- Work item
Copy exactly, no pictures: every line from the one that contains "Query: wall sconce lamp" through the end of the entries below.

- Source material
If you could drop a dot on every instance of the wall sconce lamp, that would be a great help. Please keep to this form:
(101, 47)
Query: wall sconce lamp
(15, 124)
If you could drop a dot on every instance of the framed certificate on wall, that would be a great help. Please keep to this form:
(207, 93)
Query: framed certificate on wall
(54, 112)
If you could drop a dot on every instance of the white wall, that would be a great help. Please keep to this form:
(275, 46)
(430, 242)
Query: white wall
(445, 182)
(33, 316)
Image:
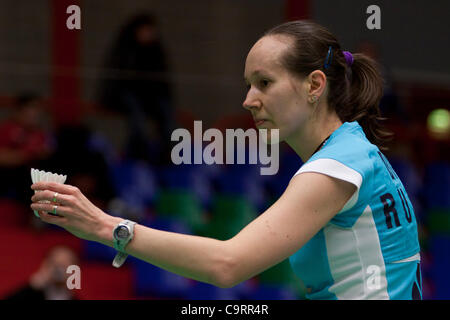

- Task solution
Query: wall sconce lamp
(15, 124)
If you could drop a dot on every instance of the framed certificate on wall, that would be a great help. Please keep to this form:
(207, 93)
Query: framed certificate on wall
(54, 112)
If you could drop a dot on every instance of the white wall, that would be a great help. Please keep to this form:
(275, 46)
(430, 242)
Query: white wall
(445, 182)
(33, 316)
Image:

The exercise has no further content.